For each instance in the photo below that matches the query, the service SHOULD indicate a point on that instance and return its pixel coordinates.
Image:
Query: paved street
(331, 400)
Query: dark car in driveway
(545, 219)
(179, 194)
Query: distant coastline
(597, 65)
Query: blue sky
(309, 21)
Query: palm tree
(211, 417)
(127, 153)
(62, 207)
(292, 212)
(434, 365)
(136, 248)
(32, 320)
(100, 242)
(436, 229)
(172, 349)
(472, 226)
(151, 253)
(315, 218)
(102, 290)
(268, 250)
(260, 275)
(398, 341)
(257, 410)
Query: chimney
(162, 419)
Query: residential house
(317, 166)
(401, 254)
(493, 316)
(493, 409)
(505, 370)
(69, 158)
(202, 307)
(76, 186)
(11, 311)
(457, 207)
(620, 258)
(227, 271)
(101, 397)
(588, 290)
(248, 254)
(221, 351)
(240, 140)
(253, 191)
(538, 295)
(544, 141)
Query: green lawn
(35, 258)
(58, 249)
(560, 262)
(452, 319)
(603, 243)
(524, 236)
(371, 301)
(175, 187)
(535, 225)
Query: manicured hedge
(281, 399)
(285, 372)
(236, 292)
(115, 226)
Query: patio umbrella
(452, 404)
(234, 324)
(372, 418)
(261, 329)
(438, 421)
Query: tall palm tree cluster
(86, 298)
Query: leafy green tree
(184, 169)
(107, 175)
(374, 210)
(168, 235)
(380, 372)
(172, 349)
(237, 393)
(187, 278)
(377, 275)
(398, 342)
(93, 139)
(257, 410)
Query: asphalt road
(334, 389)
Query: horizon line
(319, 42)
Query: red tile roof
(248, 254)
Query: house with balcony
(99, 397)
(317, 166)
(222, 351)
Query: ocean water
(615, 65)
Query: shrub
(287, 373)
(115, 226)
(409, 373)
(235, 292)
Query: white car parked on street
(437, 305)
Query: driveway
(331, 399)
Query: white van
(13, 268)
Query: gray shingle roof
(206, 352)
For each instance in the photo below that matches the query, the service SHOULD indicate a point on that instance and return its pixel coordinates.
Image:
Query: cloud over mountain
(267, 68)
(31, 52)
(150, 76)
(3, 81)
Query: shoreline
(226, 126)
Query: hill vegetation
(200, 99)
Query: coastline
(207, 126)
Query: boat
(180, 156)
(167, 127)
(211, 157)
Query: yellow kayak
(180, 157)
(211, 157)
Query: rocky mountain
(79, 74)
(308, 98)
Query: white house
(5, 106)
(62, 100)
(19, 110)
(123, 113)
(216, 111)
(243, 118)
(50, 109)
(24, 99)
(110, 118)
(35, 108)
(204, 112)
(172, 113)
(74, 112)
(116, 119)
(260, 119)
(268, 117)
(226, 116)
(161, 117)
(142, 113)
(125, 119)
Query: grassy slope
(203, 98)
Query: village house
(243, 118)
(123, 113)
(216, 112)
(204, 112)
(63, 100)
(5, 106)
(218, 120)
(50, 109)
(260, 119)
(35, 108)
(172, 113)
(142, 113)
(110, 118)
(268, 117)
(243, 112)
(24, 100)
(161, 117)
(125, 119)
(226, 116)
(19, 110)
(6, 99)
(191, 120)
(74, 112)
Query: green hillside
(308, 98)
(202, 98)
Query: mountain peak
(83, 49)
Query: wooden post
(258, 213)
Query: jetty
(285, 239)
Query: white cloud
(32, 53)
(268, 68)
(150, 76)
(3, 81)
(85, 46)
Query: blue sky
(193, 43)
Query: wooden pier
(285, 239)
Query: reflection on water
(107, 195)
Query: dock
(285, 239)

══════════

_Doel_.
Geef alle regels hierboven letterlijk weer, van de eerste tot en met de laatste.

_Oplossing_.
For each instance in the photo below that matches the query, the service SHOULD indicate a point on that instance and return its pixel coordinates.
Image:
Query: paved street
(331, 400)
Query: dark car in driveway
(545, 219)
(179, 194)
Query: distant coastline
(597, 65)
Query: blue sky
(309, 21)
Query: palm tree
(211, 417)
(127, 153)
(62, 207)
(292, 212)
(434, 365)
(136, 248)
(32, 320)
(100, 242)
(436, 229)
(172, 349)
(472, 226)
(151, 253)
(315, 218)
(102, 290)
(268, 250)
(260, 275)
(398, 341)
(257, 410)
Query: chimney
(162, 419)
Query: residential house
(317, 166)
(401, 254)
(493, 316)
(493, 409)
(505, 370)
(69, 158)
(202, 307)
(76, 186)
(11, 311)
(457, 207)
(620, 258)
(227, 271)
(101, 397)
(588, 290)
(248, 254)
(221, 351)
(240, 140)
(253, 191)
(538, 295)
(544, 141)
Query: green lawn
(35, 258)
(58, 249)
(560, 262)
(452, 319)
(603, 243)
(524, 236)
(371, 301)
(175, 187)
(535, 225)
Query: manicured hedge
(281, 399)
(285, 372)
(236, 292)
(115, 226)
Query: patio umbrella
(452, 404)
(234, 324)
(372, 418)
(261, 329)
(438, 421)
Query: tall palm tree cluster
(86, 298)
Query: leafy green tree
(184, 169)
(107, 175)
(374, 210)
(168, 235)
(380, 372)
(172, 349)
(237, 393)
(187, 278)
(377, 275)
(398, 342)
(93, 139)
(257, 410)
Query: asphalt road
(334, 389)
Query: horizon line
(319, 42)
Query: red tile roof
(248, 254)
Query: house with balcony
(99, 397)
(317, 166)
(222, 351)
Query: ocean water
(615, 65)
Query: shrub
(287, 373)
(115, 226)
(409, 373)
(235, 292)
Query: white car parked on street
(437, 305)
Query: driveway
(331, 399)
Query: white van
(13, 268)
Query: gray shingle roof
(206, 352)
For each instance in the photo below that matches the query, the service SHOULD indicate a point on that instance and return its pixel coordinates.
Image:
Query: cloud over mountain
(267, 68)
(31, 52)
(150, 76)
(3, 81)
Query: shoreline
(226, 126)
Query: hill vegetation
(200, 99)
Query: coastline
(207, 126)
Query: boat
(180, 156)
(167, 127)
(211, 157)
Query: yellow kayak
(180, 157)
(211, 157)
Query: rocky mountain
(79, 74)
(308, 98)
Query: white house
(5, 106)
(62, 100)
(19, 110)
(123, 113)
(216, 111)
(243, 118)
(50, 109)
(24, 99)
(110, 118)
(35, 108)
(204, 112)
(172, 113)
(74, 112)
(116, 119)
(260, 119)
(268, 117)
(226, 116)
(161, 117)
(142, 113)
(125, 119)
Query: grassy slope
(203, 98)
Query: village house
(243, 118)
(123, 113)
(216, 112)
(204, 112)
(63, 100)
(5, 106)
(218, 120)
(50, 109)
(260, 119)
(35, 108)
(172, 113)
(142, 113)
(110, 118)
(268, 117)
(243, 112)
(24, 100)
(161, 117)
(125, 119)
(226, 116)
(19, 110)
(6, 99)
(191, 120)
(74, 112)
Query: green hillside
(308, 98)
(202, 98)
Query: mountain peak
(83, 49)
Query: wooden post
(258, 213)
Query: jetty
(285, 239)
Query: white cloud
(32, 53)
(268, 68)
(150, 76)
(3, 81)
(85, 46)
Query: blue sky
(193, 43)
Query: wooden pier
(285, 239)
Query: reflection on water
(107, 195)
Query: dock
(285, 239)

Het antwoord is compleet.